What you need to do:
Output only the lines from the one holding "Task: point out the lighthouse lantern" to the end of the data below, please, copied exactly.

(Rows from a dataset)
■ ■ ■ ■ ■
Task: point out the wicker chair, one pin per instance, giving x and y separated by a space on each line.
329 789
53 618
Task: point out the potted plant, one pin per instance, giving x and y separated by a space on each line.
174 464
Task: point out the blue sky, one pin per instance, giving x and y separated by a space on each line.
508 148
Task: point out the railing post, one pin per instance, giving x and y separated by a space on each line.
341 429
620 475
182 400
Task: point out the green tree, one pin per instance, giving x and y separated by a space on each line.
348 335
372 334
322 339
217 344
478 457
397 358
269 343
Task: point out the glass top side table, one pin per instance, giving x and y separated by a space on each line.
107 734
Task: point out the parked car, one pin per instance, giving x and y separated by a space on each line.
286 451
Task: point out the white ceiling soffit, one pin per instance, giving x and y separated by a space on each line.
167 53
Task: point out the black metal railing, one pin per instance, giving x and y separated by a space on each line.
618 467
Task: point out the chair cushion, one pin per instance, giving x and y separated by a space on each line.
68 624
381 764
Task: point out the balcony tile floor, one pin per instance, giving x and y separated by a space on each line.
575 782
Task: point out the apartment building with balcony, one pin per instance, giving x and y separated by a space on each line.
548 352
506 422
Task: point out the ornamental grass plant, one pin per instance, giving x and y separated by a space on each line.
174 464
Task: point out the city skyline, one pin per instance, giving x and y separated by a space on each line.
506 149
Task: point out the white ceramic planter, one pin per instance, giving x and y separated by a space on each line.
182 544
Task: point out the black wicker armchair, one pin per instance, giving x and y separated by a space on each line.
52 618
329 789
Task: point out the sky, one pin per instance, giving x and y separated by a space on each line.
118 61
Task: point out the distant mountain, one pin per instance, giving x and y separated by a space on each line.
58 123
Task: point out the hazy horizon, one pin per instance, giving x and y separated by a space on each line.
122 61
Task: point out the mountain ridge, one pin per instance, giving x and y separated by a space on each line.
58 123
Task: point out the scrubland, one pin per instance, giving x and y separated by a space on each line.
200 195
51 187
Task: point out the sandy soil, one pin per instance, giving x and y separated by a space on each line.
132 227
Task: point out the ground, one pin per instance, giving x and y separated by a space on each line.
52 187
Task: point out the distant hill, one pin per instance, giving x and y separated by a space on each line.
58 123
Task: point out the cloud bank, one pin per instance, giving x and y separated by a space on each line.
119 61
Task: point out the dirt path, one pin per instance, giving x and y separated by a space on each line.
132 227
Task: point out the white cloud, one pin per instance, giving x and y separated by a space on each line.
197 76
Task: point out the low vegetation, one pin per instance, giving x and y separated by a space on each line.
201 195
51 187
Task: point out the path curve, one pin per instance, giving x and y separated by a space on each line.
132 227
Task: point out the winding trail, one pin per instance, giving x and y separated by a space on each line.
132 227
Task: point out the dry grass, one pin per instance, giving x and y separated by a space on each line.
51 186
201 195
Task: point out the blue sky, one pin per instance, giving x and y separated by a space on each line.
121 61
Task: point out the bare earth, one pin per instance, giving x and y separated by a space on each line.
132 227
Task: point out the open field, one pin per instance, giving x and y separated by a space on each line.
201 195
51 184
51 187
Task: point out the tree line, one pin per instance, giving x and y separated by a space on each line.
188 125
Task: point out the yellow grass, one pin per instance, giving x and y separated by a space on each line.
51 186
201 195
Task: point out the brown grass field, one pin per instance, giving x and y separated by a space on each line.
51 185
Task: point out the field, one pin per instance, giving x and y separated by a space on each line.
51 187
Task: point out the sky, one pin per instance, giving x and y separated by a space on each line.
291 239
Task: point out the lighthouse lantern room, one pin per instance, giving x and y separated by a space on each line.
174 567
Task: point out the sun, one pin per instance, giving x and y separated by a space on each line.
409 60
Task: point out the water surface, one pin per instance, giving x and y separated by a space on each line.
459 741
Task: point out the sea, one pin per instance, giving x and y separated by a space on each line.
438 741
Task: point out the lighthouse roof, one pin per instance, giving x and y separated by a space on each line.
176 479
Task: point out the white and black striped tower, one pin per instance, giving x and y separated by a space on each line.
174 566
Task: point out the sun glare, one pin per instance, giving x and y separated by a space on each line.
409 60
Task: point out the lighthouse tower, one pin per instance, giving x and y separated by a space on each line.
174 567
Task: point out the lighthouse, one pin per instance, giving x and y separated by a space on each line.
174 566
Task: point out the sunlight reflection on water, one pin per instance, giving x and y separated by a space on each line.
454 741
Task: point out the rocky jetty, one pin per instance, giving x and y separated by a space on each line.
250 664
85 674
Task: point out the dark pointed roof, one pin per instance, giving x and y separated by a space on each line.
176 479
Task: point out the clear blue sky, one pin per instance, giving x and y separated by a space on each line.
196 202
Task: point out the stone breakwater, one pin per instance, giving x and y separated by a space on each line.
■ ■ ■ ■ ■
Written answer:
Task: point out the lighthouse lantern room, one pin per instance, giving x and y separated by a space on each line.
174 567
Task: point out the sun, one pin per instance, giving x and y separated by a space on each line.
409 60
Task: point out the water surface, one pin per instance, giving x and y separated by a space on each line.
459 741
Task: point out the sea, one pin per instance, giving x and y separated by a space on each line.
438 741
Task: point out the lighthouse roof, one pin per instance, giving x and y separated by a space on each line.
176 479
Task: point out the white and black striped tower, one pin per instance, giving x and y separated by a space on each line.
174 566
Task: point out the sun glare, one pin per instance, giving x and y separated by a space on each line.
409 60
Task: point out the lighthouse tower, one pin per instance, giving x and y separated by a space on each line.
174 567
Task: point out the lighthouse, one pin per instance, giving x and y separated by a space on each line.
174 566
Task: point out the sunlight reflection on water, one pin per instance, giving x and y separated by a space on each line.
454 741
Task: point out the rocky jetty, one pin per instance, giving x and y separated by a space on each line.
250 664
85 674
Task: point out the dark pointed roof, one pin per instance, giving x and y separated by a space on each line.
176 479
Task: point out the clear blue sky, one pin per instance, giving x and y separated by a space on each line.
196 202
Task: point out the stone breakwater, one pin per instance, giving x and y separated by a space on each line.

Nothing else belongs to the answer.